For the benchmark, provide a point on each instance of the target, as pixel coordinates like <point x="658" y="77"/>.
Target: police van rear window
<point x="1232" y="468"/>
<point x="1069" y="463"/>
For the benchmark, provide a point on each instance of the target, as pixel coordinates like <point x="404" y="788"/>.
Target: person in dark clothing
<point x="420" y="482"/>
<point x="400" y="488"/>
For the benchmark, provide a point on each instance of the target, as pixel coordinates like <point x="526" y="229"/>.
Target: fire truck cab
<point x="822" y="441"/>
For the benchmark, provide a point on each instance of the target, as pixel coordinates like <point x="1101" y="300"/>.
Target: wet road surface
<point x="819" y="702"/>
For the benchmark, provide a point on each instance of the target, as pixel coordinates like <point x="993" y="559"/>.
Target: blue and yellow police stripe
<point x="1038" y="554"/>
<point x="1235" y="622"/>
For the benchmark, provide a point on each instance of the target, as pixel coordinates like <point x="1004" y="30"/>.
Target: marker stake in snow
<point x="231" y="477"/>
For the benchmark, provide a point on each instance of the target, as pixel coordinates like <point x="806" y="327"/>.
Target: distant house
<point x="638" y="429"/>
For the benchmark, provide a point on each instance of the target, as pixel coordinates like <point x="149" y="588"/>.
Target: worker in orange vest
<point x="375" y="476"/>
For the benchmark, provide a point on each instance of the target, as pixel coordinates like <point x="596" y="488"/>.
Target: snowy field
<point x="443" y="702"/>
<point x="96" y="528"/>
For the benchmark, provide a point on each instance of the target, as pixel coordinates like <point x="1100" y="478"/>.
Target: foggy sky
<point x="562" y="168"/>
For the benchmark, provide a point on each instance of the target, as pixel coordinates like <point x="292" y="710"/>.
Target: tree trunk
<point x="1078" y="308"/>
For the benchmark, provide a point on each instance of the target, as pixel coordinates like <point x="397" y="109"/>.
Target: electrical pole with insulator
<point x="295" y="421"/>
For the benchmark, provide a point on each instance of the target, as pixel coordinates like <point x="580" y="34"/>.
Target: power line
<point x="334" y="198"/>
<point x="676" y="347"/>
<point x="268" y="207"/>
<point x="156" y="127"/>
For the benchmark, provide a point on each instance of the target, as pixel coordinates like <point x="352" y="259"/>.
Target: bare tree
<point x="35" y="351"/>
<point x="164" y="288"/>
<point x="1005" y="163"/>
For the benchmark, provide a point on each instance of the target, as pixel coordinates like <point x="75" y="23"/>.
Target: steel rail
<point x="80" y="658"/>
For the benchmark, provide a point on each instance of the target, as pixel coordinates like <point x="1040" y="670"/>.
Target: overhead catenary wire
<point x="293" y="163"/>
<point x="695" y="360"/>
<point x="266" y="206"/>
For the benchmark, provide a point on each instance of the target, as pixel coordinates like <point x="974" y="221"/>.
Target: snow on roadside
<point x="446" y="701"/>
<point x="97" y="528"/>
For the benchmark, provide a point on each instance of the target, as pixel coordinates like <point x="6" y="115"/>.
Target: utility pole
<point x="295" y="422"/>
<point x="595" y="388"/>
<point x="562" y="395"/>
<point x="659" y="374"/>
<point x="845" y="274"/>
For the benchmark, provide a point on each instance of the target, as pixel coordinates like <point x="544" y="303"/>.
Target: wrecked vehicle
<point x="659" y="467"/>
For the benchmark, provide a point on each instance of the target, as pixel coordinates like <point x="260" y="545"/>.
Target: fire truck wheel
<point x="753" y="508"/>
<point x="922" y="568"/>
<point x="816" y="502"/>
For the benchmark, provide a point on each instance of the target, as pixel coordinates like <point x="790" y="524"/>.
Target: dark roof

════════

> **SHORT EXERCISE**
Report each line of the records above that contains the string "fire", treating uppercase and lowercase as different.

> **SOLUTION TO THIS PROBLEM**
Target: fire truck cab
Target: fire truck wheel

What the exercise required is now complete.